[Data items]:
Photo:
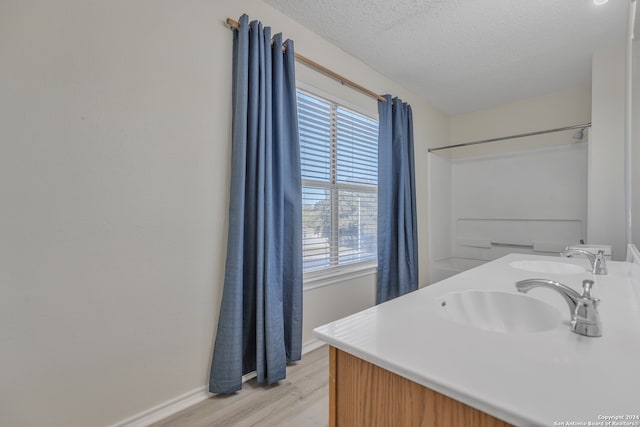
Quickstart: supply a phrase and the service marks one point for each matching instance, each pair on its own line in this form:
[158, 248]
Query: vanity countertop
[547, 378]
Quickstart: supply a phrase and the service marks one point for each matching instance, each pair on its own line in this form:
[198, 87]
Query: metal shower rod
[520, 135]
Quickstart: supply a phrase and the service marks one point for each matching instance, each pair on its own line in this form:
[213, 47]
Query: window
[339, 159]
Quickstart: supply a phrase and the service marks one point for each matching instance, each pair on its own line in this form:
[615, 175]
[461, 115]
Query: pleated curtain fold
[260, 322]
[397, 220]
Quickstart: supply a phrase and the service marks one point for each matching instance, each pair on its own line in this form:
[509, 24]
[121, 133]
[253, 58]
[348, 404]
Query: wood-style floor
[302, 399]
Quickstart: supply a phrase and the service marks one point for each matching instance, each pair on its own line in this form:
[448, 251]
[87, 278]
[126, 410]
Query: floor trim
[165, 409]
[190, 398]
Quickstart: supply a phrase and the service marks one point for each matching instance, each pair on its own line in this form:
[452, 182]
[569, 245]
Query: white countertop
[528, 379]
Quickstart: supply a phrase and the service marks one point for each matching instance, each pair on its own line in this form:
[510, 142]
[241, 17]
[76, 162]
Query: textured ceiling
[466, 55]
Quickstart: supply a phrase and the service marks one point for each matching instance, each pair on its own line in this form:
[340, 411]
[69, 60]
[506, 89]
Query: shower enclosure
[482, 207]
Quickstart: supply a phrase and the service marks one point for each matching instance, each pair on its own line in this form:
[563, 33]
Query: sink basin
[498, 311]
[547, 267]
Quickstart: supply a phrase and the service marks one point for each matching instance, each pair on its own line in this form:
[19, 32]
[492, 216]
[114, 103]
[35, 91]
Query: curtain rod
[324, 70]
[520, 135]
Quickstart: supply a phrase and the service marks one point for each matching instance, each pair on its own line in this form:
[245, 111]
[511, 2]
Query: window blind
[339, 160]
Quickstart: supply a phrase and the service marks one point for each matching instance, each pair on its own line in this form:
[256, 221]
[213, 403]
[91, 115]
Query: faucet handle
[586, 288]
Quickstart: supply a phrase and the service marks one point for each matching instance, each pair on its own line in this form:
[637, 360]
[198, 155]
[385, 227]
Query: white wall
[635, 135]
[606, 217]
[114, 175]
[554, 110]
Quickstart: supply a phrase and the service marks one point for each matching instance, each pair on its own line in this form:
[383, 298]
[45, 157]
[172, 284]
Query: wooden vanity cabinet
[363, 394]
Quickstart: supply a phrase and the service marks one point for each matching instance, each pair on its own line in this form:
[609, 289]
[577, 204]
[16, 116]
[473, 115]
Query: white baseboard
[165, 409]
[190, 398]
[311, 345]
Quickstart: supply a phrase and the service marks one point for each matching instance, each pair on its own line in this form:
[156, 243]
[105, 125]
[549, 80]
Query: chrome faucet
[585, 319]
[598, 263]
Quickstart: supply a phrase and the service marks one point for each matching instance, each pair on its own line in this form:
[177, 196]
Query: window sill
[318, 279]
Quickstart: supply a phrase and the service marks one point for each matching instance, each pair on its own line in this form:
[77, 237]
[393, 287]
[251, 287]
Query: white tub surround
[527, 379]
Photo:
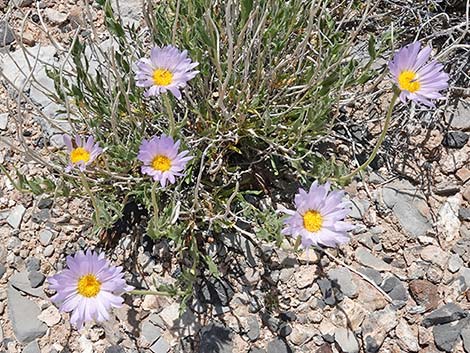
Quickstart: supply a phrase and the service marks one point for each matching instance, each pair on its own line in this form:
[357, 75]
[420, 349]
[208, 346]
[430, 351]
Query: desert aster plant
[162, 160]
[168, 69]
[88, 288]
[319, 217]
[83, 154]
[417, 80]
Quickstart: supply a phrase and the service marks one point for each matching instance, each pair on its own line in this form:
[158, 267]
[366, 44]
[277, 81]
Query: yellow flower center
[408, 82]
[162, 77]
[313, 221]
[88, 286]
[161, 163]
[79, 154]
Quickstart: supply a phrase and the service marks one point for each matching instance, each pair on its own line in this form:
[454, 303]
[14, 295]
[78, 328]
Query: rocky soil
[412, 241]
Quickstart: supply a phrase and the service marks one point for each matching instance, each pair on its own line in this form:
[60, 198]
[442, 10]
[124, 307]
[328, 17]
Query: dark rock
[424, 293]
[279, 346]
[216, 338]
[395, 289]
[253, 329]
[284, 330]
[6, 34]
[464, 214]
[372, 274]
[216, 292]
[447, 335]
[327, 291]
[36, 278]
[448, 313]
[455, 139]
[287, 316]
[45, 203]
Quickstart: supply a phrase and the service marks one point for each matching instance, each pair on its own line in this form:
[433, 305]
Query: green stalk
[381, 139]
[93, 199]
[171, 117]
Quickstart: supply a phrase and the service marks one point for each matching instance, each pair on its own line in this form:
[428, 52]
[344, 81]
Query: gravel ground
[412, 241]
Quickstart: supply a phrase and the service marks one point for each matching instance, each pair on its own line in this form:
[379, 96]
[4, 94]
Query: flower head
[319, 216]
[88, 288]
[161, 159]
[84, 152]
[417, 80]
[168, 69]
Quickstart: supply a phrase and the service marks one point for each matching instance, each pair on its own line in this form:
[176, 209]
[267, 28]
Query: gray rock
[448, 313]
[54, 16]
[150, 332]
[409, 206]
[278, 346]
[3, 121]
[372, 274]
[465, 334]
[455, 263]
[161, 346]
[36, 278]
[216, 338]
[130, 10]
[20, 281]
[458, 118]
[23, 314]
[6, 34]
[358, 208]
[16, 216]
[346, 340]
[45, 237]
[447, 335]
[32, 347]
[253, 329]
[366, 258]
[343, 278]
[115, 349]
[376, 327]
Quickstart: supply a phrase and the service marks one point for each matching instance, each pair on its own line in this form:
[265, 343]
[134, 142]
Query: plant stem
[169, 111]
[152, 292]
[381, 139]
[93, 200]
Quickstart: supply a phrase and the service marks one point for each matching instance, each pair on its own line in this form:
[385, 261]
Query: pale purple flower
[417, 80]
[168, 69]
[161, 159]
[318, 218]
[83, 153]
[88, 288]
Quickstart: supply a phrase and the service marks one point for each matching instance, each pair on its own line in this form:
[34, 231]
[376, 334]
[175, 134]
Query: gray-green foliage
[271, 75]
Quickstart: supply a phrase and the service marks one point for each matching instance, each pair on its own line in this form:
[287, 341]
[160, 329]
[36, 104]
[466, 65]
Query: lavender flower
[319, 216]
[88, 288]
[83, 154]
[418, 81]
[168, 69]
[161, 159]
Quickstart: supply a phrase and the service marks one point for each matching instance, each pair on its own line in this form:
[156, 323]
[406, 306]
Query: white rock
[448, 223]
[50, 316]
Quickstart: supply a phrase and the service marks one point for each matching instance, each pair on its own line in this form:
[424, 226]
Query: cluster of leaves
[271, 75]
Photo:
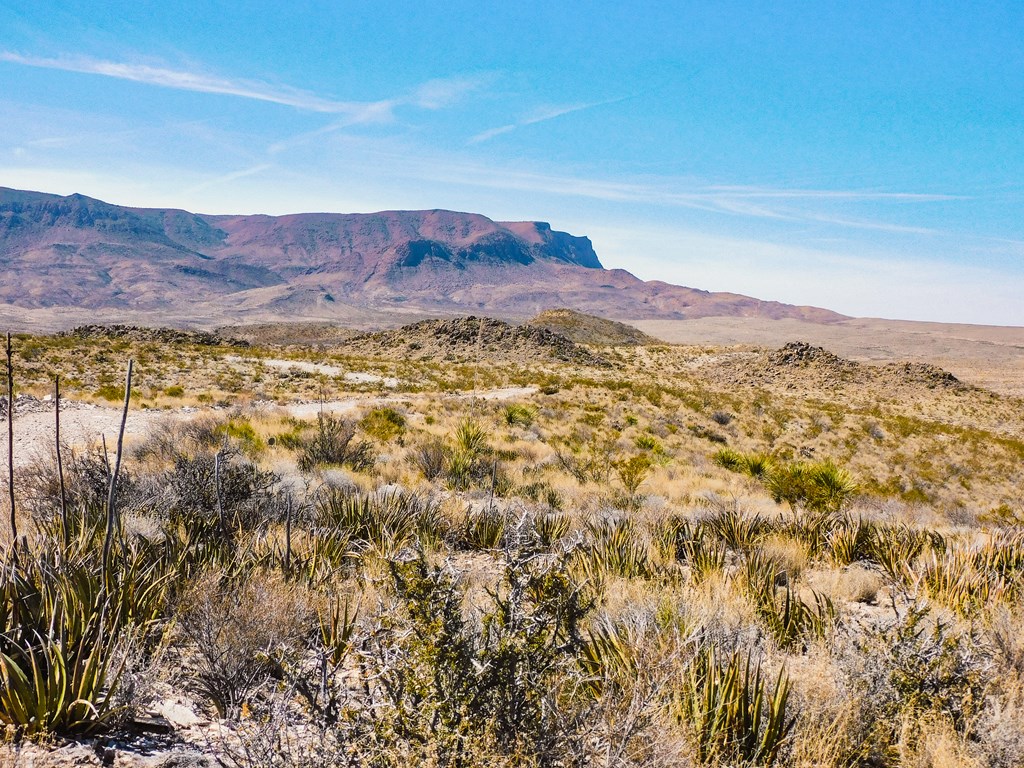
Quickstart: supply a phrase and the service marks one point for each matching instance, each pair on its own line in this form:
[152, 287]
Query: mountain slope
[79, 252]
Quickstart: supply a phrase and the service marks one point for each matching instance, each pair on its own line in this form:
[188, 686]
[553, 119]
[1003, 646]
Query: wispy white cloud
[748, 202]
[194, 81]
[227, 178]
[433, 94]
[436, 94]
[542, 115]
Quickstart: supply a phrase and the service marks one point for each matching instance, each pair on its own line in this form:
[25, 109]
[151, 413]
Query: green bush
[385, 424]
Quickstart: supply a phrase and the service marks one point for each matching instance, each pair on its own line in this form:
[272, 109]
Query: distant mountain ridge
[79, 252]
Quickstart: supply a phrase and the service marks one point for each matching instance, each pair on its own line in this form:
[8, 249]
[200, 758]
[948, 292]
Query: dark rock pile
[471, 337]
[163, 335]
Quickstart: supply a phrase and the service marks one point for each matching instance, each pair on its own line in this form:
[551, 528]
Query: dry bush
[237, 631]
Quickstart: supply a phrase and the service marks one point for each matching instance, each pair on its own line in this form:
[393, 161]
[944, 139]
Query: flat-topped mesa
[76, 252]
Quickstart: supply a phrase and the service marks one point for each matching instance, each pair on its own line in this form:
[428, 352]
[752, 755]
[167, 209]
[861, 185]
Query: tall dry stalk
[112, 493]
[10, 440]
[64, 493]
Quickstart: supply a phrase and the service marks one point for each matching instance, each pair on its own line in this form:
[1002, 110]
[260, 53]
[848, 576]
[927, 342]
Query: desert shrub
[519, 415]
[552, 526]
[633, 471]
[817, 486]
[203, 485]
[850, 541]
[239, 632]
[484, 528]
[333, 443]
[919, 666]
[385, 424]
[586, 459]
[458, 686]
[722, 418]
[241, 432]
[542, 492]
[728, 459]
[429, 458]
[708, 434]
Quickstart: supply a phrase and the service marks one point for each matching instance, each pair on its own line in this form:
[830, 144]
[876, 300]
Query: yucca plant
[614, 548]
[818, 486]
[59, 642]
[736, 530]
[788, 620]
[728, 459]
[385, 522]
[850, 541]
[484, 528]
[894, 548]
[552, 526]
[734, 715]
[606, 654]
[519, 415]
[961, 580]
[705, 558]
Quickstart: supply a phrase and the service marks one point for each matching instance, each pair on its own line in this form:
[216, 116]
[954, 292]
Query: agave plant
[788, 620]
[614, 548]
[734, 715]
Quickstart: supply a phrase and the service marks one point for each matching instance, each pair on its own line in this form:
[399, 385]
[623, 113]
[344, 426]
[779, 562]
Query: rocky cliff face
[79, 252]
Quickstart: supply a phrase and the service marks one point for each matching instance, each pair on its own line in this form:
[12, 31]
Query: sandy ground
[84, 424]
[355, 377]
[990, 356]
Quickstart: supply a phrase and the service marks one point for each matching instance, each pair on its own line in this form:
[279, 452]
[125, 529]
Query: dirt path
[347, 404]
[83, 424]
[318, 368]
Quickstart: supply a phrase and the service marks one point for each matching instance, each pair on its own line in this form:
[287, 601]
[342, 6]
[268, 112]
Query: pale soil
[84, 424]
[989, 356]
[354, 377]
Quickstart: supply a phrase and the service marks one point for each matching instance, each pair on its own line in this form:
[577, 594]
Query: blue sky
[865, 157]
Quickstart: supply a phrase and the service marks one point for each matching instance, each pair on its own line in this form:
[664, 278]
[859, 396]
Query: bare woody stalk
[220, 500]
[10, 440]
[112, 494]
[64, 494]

[Work to complete]: Could you print, exactly and with nothing else, the lines from the one containing "Query: pale soil" through the last line of the records above?

[Solution]:
Query: pale soil
[84, 424]
[989, 356]
[354, 377]
Quickstart: supply a phrase and the service marks one point for each matching instance, each pair on its own line in this form:
[577, 594]
Query: blue sky
[865, 157]
Quickstart: supply a phrase and the service marks one point for each matching instance, each pair on its own line in this form:
[664, 278]
[859, 396]
Query: bare woody stalk
[220, 500]
[10, 440]
[112, 494]
[64, 494]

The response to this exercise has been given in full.